Collected data
···

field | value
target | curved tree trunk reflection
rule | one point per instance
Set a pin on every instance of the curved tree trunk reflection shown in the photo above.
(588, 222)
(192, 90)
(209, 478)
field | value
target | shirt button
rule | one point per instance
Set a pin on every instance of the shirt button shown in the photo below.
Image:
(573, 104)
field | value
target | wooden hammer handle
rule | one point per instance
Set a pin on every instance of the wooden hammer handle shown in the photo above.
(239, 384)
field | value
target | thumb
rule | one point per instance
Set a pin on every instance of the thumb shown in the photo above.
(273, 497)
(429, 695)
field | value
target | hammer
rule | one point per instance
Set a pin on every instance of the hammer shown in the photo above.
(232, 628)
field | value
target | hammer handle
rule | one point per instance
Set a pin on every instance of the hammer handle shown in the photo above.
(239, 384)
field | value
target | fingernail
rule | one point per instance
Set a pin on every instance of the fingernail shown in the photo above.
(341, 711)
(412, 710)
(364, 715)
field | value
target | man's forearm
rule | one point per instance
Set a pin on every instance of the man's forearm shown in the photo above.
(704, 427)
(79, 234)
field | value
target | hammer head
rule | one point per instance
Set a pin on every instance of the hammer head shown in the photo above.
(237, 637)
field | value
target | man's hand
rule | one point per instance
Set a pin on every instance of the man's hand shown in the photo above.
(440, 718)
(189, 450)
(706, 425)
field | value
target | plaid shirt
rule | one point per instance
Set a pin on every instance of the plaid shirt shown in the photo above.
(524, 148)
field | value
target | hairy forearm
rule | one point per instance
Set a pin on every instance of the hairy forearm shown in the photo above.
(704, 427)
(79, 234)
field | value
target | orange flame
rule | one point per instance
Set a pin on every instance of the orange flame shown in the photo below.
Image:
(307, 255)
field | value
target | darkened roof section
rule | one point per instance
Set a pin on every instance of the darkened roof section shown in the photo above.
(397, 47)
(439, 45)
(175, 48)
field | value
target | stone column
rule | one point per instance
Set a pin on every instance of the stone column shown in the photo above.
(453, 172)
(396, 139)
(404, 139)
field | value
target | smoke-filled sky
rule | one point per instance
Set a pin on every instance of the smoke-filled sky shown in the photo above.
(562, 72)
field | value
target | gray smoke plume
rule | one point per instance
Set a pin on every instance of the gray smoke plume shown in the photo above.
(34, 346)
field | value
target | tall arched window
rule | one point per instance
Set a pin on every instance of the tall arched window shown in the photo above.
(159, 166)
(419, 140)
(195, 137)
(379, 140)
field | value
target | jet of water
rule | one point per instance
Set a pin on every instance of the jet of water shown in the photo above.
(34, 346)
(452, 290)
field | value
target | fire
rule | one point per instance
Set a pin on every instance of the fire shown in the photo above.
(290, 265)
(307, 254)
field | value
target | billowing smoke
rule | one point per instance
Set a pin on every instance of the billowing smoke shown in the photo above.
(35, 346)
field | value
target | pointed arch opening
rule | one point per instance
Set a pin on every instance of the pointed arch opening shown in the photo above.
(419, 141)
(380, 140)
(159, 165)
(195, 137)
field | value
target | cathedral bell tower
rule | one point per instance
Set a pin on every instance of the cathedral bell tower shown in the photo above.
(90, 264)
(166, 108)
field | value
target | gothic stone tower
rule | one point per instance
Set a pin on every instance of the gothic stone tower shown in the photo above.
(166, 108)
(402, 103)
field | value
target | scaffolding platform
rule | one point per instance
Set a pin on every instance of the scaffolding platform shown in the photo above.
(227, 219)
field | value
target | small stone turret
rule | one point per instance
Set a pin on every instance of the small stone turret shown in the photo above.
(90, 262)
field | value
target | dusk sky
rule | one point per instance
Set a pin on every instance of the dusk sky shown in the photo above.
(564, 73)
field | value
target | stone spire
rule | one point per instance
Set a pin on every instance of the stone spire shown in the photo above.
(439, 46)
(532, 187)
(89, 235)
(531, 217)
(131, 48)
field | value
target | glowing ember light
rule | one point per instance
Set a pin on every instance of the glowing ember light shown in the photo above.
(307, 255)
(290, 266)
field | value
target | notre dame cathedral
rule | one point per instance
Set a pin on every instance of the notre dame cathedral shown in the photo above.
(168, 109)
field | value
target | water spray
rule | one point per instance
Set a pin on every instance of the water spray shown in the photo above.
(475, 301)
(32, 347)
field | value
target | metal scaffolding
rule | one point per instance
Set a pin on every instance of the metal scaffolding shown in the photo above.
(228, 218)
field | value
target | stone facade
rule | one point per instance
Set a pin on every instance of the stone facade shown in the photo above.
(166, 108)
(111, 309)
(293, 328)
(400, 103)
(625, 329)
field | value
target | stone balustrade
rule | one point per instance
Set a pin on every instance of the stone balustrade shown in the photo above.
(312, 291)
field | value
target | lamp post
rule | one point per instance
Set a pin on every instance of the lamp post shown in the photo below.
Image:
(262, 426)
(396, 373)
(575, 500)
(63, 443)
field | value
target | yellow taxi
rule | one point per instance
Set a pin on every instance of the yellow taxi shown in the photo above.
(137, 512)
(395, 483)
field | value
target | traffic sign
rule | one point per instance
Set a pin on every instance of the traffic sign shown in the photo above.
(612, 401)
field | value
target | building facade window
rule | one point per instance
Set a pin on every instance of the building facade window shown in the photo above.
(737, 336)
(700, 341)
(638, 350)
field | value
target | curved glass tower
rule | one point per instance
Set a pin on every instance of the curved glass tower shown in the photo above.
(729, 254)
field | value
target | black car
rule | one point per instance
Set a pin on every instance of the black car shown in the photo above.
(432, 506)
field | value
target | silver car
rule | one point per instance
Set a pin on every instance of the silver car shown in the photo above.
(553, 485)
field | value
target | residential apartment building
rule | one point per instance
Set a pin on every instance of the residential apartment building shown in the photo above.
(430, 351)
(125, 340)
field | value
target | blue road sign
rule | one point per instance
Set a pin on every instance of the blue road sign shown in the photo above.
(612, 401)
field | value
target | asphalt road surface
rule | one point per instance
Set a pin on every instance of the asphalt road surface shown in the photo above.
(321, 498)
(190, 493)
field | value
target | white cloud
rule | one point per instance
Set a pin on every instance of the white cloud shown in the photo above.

···

WORK TO DO >> Report every line of the records above that contains the string "post", copying each such line in full.

SOLUTION FOR THIS PROBLEM >>
target | lamp post
Set a pin on every instance of the lamp post shown in the photo below.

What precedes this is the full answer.